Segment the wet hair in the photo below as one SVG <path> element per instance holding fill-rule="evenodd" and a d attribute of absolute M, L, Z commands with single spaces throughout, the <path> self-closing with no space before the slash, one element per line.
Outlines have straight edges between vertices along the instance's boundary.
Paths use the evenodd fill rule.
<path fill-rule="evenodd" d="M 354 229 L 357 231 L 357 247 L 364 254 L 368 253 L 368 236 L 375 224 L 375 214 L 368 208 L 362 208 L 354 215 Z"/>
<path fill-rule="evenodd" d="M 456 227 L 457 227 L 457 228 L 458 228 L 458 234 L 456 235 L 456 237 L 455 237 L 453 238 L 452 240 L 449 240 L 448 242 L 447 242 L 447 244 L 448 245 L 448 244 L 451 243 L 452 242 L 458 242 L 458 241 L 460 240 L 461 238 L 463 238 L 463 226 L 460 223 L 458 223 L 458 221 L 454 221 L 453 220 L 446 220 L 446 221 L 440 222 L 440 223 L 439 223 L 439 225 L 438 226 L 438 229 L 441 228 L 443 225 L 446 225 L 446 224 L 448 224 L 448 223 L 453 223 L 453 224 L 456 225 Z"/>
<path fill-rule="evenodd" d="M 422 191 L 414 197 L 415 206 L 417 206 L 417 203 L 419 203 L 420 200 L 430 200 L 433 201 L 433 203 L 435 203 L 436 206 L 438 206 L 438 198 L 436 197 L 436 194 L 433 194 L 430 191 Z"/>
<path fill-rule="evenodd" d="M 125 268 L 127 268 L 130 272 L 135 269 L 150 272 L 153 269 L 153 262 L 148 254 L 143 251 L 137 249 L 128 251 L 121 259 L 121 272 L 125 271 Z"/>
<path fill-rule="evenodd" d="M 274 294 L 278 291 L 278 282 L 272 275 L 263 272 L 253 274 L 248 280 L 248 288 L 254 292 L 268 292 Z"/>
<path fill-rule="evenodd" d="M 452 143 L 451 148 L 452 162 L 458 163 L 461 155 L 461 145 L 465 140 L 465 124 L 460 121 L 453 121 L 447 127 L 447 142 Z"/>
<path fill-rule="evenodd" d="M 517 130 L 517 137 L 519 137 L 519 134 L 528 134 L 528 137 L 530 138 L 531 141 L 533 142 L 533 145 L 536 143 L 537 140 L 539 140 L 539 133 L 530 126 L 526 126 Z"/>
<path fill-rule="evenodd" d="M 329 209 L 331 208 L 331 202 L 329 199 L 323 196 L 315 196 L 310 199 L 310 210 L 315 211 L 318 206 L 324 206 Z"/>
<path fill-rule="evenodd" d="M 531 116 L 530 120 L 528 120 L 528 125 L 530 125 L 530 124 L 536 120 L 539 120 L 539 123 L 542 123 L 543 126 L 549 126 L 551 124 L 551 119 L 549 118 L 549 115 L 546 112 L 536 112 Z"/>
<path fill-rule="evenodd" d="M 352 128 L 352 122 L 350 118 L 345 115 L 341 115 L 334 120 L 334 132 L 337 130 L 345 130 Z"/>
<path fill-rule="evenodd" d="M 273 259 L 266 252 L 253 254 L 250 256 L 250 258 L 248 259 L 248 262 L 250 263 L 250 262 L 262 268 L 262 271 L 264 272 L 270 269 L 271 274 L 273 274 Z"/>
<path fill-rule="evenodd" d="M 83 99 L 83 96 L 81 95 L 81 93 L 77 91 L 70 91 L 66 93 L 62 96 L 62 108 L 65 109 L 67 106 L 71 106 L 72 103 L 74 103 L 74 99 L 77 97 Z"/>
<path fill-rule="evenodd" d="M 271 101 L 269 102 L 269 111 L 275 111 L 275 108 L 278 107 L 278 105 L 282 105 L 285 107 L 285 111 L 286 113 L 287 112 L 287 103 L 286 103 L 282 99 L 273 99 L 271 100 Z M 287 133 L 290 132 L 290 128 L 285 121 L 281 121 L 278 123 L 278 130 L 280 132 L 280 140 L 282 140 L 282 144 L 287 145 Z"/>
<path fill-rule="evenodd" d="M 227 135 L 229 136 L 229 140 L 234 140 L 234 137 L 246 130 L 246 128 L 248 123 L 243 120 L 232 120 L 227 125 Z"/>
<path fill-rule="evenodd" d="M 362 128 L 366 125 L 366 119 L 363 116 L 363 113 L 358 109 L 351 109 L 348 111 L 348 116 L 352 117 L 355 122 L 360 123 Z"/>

## [TASK DETAILS]
Update all of the data above by swapping "wet hair" for "damp hair" and leaving everything else unchanged.

## [REPLY]
Segment the damp hair in the photo below as one SVG <path> element per instance holding fill-rule="evenodd" and a d attribute of absolute M, L, Z commands with single spaces throughout, the <path> self-closing with no space before the slash, one element per line.
Outlines have straight edges between vertices along the instance's boundary.
Paths use the evenodd fill rule.
<path fill-rule="evenodd" d="M 354 229 L 357 231 L 357 247 L 364 254 L 368 253 L 368 236 L 375 224 L 375 214 L 368 208 L 362 208 L 354 215 Z"/>
<path fill-rule="evenodd" d="M 456 227 L 457 227 L 457 228 L 458 228 L 458 234 L 456 235 L 456 237 L 455 237 L 453 238 L 452 240 L 449 240 L 448 242 L 447 242 L 447 244 L 448 245 L 448 244 L 451 243 L 452 242 L 458 242 L 458 241 L 460 240 L 461 238 L 463 238 L 463 226 L 460 223 L 458 223 L 458 221 L 454 221 L 453 220 L 446 220 L 446 221 L 440 222 L 440 223 L 439 223 L 439 225 L 438 226 L 438 229 L 441 228 L 443 225 L 446 225 L 446 224 L 448 224 L 448 223 L 453 223 L 453 224 L 456 225 Z"/>
<path fill-rule="evenodd" d="M 422 191 L 414 197 L 415 206 L 417 206 L 417 203 L 419 203 L 420 200 L 430 200 L 433 201 L 433 203 L 435 203 L 436 206 L 438 206 L 438 198 L 436 197 L 436 194 L 433 194 L 430 191 Z"/>
<path fill-rule="evenodd" d="M 125 268 L 127 268 L 130 272 L 135 269 L 150 272 L 153 269 L 153 262 L 148 254 L 143 251 L 137 249 L 128 251 L 121 259 L 121 272 L 125 271 Z"/>
<path fill-rule="evenodd" d="M 274 294 L 278 291 L 278 282 L 272 275 L 263 272 L 253 274 L 248 280 L 248 288 L 254 292 L 268 292 Z"/>
<path fill-rule="evenodd" d="M 452 143 L 451 148 L 452 162 L 458 163 L 461 155 L 461 145 L 465 140 L 465 124 L 460 121 L 453 121 L 447 127 L 447 142 Z"/>
<path fill-rule="evenodd" d="M 517 130 L 517 137 L 519 137 L 519 134 L 528 134 L 528 137 L 530 138 L 531 141 L 533 142 L 533 145 L 536 143 L 537 140 L 539 140 L 539 133 L 530 126 L 526 126 Z"/>
<path fill-rule="evenodd" d="M 329 209 L 331 208 L 331 202 L 329 199 L 323 196 L 315 196 L 310 199 L 310 210 L 315 211 L 318 206 L 324 206 Z"/>
<path fill-rule="evenodd" d="M 531 116 L 530 120 L 528 120 L 528 125 L 530 125 L 530 124 L 536 120 L 539 120 L 539 123 L 542 123 L 543 126 L 549 126 L 551 124 L 551 119 L 549 118 L 549 115 L 546 112 L 536 112 Z"/>
<path fill-rule="evenodd" d="M 352 128 L 352 122 L 350 118 L 345 115 L 341 115 L 334 120 L 334 132 L 337 130 L 345 130 Z"/>
<path fill-rule="evenodd" d="M 273 259 L 266 252 L 253 254 L 250 256 L 250 258 L 248 259 L 248 262 L 250 263 L 250 262 L 262 268 L 262 271 L 264 272 L 270 269 L 271 274 L 273 274 Z"/>
<path fill-rule="evenodd" d="M 83 99 L 83 96 L 81 95 L 81 93 L 77 91 L 70 91 L 66 93 L 62 96 L 62 108 L 65 109 L 67 106 L 71 106 L 72 103 L 74 103 L 74 99 L 77 97 Z"/>
<path fill-rule="evenodd" d="M 271 101 L 269 102 L 269 111 L 275 111 L 275 108 L 278 107 L 278 105 L 282 105 L 285 107 L 285 111 L 286 113 L 287 112 L 287 103 L 286 103 L 282 99 L 273 99 L 271 100 Z M 287 133 L 290 132 L 290 128 L 285 121 L 281 121 L 278 123 L 278 130 L 280 132 L 280 140 L 282 140 L 282 144 L 287 145 Z"/>
<path fill-rule="evenodd" d="M 227 135 L 229 136 L 229 140 L 234 140 L 234 137 L 246 130 L 246 128 L 248 123 L 243 120 L 232 120 L 227 125 Z"/>
<path fill-rule="evenodd" d="M 362 128 L 366 125 L 366 119 L 363 116 L 363 113 L 358 109 L 351 109 L 348 111 L 348 116 L 352 117 L 355 122 L 360 123 Z"/>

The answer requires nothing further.